• THE EXERCISE
Copy exactly, and only, the lines from the line containing "For the benchmark, mark every instance of the nursery" through the last line of the records below, both included.

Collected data
** begin **

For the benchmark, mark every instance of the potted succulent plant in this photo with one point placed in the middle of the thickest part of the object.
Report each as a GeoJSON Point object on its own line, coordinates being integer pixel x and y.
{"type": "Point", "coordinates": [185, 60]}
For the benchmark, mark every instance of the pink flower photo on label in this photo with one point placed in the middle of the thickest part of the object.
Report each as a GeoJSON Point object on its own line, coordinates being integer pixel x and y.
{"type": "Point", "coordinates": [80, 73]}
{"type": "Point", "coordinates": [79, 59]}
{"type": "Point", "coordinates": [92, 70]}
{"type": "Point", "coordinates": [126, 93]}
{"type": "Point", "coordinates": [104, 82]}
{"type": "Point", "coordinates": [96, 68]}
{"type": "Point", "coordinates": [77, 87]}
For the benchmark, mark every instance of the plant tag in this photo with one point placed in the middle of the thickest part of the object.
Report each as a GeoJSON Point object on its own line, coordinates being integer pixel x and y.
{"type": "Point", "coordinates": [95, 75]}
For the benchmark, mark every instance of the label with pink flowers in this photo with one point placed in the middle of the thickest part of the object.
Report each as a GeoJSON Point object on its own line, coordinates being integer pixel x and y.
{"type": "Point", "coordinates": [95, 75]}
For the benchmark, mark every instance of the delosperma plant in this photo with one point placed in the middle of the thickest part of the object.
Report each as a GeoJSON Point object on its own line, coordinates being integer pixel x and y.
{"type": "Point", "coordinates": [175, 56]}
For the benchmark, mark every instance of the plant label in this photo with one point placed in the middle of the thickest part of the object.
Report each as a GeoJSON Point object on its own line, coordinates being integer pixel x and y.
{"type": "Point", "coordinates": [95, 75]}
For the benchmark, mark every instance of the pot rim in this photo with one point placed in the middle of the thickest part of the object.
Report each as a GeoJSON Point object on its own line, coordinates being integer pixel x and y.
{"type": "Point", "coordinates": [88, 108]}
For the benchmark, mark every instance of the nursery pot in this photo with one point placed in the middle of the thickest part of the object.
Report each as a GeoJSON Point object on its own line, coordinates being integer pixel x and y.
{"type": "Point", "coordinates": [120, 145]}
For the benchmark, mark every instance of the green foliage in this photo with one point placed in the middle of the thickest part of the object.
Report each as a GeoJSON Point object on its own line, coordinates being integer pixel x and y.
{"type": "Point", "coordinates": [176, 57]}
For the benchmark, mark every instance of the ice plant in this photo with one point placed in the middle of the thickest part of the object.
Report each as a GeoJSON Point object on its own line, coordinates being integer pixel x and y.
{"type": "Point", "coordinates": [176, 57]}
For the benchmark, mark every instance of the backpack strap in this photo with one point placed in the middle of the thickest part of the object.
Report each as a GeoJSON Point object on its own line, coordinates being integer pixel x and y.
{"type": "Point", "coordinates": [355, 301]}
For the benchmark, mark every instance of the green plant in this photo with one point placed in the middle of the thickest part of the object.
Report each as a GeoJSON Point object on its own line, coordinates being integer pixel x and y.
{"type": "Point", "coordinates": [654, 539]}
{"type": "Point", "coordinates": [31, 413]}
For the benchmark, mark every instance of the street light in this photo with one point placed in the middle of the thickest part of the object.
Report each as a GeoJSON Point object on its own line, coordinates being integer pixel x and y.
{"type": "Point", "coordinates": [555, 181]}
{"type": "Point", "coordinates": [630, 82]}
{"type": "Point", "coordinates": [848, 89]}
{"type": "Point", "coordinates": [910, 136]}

** end **

• SOLUTION BELOW
For the benchmark, mark every instance of the nursery pot in this photo with one point placed in the middle of the thickest part of the object.
Report each as a GeoJSON Point object on its own line, coordinates being integer pixel x and y.
{"type": "Point", "coordinates": [120, 145]}
For the benchmark, mark every instance of the green foliage in this photo with one point placed in the middle of the thickest part of the object.
Report each as a GeoJSON Point object on its own line, coordinates being integer pixel x and y.
{"type": "Point", "coordinates": [176, 57]}
For the benchmark, mark every instance of the ice plant in this photo with one point placed in the middle of the thickest part of the object.
Report each as a GeoJSON Point object on its own line, coordinates being integer pixel x and y.
{"type": "Point", "coordinates": [176, 57]}
For the benchmark, mark every instance of the backpack strap in this photo with one point placed in the middle of the thickest part of the object.
Report each as a GeoJSON Point object on its own line, coordinates being integer pixel x and y.
{"type": "Point", "coordinates": [355, 301]}
For the benchmark, mark every instance of the green plant in this photo with one point placed in the middle of the thickest part of the object.
Report each as a GeoJSON Point object on its own line, coordinates being integer pixel x and y.
{"type": "Point", "coordinates": [654, 539]}
{"type": "Point", "coordinates": [31, 413]}
For the benchmark, mark every instance of the street light in this photo with one point placed in the middle of the thickest part of the object.
Report each as a GeoJSON Point object on its own line, coordinates being integer pixel x and y.
{"type": "Point", "coordinates": [555, 181]}
{"type": "Point", "coordinates": [630, 82]}
{"type": "Point", "coordinates": [848, 89]}
{"type": "Point", "coordinates": [910, 136]}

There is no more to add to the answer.